How many lines in the records below contain the word "white"? Case counts, and the reply should be only the number.

* START Dataset extract *

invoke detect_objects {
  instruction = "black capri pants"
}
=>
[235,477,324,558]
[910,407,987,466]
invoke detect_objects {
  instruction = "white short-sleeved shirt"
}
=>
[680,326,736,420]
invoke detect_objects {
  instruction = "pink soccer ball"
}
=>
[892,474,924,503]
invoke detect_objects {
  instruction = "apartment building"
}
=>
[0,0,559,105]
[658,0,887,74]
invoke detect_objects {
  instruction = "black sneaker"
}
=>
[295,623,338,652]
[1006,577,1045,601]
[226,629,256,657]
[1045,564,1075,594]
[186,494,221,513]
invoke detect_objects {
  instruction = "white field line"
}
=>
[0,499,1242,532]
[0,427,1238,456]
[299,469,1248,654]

* END Dataset extract *
* START Dataset extract *

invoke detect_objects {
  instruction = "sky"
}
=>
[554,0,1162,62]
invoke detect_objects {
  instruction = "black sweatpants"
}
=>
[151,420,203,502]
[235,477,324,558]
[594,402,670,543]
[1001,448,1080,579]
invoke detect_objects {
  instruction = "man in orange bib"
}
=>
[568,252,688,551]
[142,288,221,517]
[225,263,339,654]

* END Dataset extract *

**Task result**
2